### Task item:
The response should contain every entry, reproduced exactly.

════

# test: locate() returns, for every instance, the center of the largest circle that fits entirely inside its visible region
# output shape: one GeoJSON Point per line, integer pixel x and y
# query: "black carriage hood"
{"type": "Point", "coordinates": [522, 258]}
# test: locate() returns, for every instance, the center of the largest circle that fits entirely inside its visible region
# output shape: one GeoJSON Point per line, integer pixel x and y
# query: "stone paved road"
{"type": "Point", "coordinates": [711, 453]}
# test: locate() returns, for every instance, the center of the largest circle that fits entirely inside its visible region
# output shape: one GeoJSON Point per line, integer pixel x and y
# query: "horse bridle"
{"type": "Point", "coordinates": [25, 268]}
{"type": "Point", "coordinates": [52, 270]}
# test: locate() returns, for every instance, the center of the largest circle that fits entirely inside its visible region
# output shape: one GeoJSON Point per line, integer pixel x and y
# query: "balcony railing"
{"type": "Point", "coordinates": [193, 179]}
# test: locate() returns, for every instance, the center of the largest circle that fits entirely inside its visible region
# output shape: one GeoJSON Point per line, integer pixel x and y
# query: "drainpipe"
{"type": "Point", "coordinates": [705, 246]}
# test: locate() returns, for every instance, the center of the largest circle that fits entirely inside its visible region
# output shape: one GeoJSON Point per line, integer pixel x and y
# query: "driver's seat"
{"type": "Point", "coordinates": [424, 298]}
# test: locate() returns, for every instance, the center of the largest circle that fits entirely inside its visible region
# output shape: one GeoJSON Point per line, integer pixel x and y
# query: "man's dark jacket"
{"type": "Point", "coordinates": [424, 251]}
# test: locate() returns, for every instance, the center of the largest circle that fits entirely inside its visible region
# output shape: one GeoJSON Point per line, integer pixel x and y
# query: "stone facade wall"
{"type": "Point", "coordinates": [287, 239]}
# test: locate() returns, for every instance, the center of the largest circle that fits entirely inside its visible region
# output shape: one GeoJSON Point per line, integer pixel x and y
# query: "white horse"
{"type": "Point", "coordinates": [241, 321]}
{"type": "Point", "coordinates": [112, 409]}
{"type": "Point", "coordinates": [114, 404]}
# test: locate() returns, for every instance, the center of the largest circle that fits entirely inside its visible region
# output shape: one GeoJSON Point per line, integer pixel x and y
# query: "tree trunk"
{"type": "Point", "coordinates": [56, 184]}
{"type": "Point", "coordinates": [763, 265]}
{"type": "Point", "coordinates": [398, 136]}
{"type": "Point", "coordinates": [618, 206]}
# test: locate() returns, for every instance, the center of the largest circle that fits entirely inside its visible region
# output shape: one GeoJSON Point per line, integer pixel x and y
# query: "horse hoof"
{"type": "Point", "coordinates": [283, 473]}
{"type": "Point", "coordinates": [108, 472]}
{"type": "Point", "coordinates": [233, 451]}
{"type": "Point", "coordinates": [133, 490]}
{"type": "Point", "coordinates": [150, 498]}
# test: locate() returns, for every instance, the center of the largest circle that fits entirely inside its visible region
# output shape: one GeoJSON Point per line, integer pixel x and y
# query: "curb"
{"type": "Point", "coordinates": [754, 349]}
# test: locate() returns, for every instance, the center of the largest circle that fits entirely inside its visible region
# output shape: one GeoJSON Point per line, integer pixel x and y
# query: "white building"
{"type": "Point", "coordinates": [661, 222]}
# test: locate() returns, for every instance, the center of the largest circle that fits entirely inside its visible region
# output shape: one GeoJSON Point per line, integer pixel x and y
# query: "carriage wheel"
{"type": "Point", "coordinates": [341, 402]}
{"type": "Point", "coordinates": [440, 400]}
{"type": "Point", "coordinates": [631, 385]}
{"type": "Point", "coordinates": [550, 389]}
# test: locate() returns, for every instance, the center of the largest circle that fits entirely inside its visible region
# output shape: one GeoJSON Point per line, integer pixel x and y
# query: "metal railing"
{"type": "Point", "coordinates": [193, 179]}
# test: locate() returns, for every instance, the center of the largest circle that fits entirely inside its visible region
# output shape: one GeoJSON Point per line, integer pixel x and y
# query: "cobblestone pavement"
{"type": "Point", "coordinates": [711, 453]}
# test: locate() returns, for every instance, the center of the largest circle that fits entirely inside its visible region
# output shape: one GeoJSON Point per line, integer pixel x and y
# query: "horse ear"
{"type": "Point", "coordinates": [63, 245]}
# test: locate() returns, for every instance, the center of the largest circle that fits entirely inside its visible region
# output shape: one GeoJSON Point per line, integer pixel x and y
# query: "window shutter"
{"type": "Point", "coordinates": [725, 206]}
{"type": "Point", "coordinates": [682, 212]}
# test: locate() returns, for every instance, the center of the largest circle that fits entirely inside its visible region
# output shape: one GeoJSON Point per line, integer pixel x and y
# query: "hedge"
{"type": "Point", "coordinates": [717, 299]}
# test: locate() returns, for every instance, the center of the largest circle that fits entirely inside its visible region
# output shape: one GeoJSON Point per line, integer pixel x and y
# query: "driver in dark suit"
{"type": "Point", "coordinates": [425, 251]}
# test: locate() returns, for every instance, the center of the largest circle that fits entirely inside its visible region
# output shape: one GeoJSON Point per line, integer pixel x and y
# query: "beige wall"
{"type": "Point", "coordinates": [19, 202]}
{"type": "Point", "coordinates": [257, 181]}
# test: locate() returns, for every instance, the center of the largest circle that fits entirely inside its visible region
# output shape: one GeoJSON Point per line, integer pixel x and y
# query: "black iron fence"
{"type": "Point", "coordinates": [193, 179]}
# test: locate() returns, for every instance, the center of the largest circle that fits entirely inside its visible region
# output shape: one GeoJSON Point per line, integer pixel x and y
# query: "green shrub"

════

### Expected answer:
# test: locate() returns, for every instance, the center of the largest circle that fits entirely inside its visible region
# output shape: one GeoJSON Point per line, integer pixel x and y
# query: "black carriage hood"
{"type": "Point", "coordinates": [522, 258]}
# test: locate() returns, for every instance, the center of the largest circle that fits entirely inside its visible region
# output shape: one GeoJSON Point per line, integer pixel x and y
# query: "stone paved road"
{"type": "Point", "coordinates": [711, 453]}
# test: locate() returns, for every instance, the center of the largest circle that fits entirely inside its visible region
# output shape: one GeoJSON Point per line, integer pixel x and y
# query: "horse bridle"
{"type": "Point", "coordinates": [25, 268]}
{"type": "Point", "coordinates": [52, 270]}
# test: locate() returns, for every instance, the center of the largest circle that fits entirely inside its visible region
# output shape: one GeoJSON Point per line, integer pixel x and y
# query: "balcony railing"
{"type": "Point", "coordinates": [193, 179]}
# test: locate() returns, for every instance, the center of the largest circle that fits entirely inside its visible region
# output shape: one GeoJSON Point per line, integer pixel x and y
# query: "drainpipe"
{"type": "Point", "coordinates": [705, 246]}
# test: locate() returns, for every instance, the center of the largest circle that fits entirely inside its visible region
# output shape: one GeoJSON Point per line, integer pixel x and y
# query: "driver's seat"
{"type": "Point", "coordinates": [424, 298]}
# test: locate() returns, for every instance, the center of the largest circle that fits entirely inside its visible region
# output shape: one GeoJSON Point per line, integer pixel x and y
# query: "man's dark jacket"
{"type": "Point", "coordinates": [424, 251]}
# test: locate() returns, for every instance, the center of the largest circle that fits entirely inside its visible region
# output shape: one GeoJSON Point per line, integer pixel x and y
# query: "stone facade wall"
{"type": "Point", "coordinates": [287, 239]}
# test: locate() returns, for every instance, the center of the largest circle that fits entirely inside its visible region
# output shape: one GeoJSON Point per line, integer pixel x and y
# query: "white horse"
{"type": "Point", "coordinates": [241, 321]}
{"type": "Point", "coordinates": [112, 409]}
{"type": "Point", "coordinates": [114, 404]}
# test: locate() returns, for every instance, the center of the largest circle that fits entirely inside its visible region
# output shape: one GeoJSON Point per line, integer pixel x and y
# query: "tree trunk"
{"type": "Point", "coordinates": [56, 184]}
{"type": "Point", "coordinates": [763, 265]}
{"type": "Point", "coordinates": [398, 136]}
{"type": "Point", "coordinates": [618, 206]}
# test: locate() returns, for every instance, the center of the largest circle that fits entirely inside its visible region
# output shape: one GeoJSON Point per line, integer pixel x and y
# query: "horse hoof"
{"type": "Point", "coordinates": [283, 473]}
{"type": "Point", "coordinates": [108, 472]}
{"type": "Point", "coordinates": [233, 451]}
{"type": "Point", "coordinates": [133, 490]}
{"type": "Point", "coordinates": [150, 498]}
# test: locate() returns, for every instance, the center of the largest circle that fits entirely inside its visible region
# output shape: one GeoJSON Point per line, integer pixel x and y
# query: "curb"
{"type": "Point", "coordinates": [754, 349]}
# test: locate() returns, for every instance, the center of the largest circle that fits entirely inside its visible region
# output shape: one GeoJSON Point per line, integer pixel x and y
# query: "white building"
{"type": "Point", "coordinates": [661, 222]}
# test: locate() returns, for every instance, the center of the largest circle that fits entirely inside its visible region
# output shape: one GeoJSON Point per line, integer pixel x and y
# query: "carriage wheel"
{"type": "Point", "coordinates": [341, 402]}
{"type": "Point", "coordinates": [440, 400]}
{"type": "Point", "coordinates": [631, 385]}
{"type": "Point", "coordinates": [550, 389]}
# test: locate() returns, for every instance, the center of the largest circle that fits entirely inside its visible region
# output shape: one GeoJSON Point per line, integer pixel x and y
# query: "metal railing"
{"type": "Point", "coordinates": [193, 179]}
# test: locate() returns, for every instance, the center of the largest circle that fits entirely inside its visible region
# output shape: one GeoJSON Point per line, integer pixel x and y
# query: "cobblestone pavement"
{"type": "Point", "coordinates": [711, 453]}
# test: locate() returns, for every instance, the center of the largest circle that fits entirely inside its visible region
# output shape: one GeoJSON Point per line, integer pixel x and y
# query: "horse ear"
{"type": "Point", "coordinates": [63, 245]}
# test: locate() returns, for every instance, the center of the largest circle that fits entirely inside its visible region
# output shape: one GeoJSON Point per line, integer pixel x and y
# query: "window shutter"
{"type": "Point", "coordinates": [725, 206]}
{"type": "Point", "coordinates": [682, 212]}
# test: locate() returns, for every instance, the center of the largest circle that fits entirely inside its visible region
# output shape: one GeoJSON Point per line, integer pixel x and y
# query: "hedge"
{"type": "Point", "coordinates": [717, 299]}
# test: locate() returns, for every instance, the center of the largest circle that fits entirely inside its visible region
# output shape: one GeoJSON Point per line, integer pixel x and y
# query: "driver in dark suit"
{"type": "Point", "coordinates": [425, 251]}
# test: locate() returns, for every instance, the center of the largest circle that fits entirely inside its visible region
# output shape: one GeoJSON Point per line, integer pixel x and y
# query: "beige wall"
{"type": "Point", "coordinates": [19, 202]}
{"type": "Point", "coordinates": [257, 181]}
# test: locate() returns, for every instance, the center of the largest circle that fits entirely inside its visible region
# output shape: one GeoJSON Point per line, integer pixel x and y
# query: "black iron fence"
{"type": "Point", "coordinates": [193, 179]}
# test: locate() returns, for every instance, the center of the largest circle that fits entirely inside its visible region
# output shape: one GeoJSON Point per line, integer pixel x and y
# query: "green shrub"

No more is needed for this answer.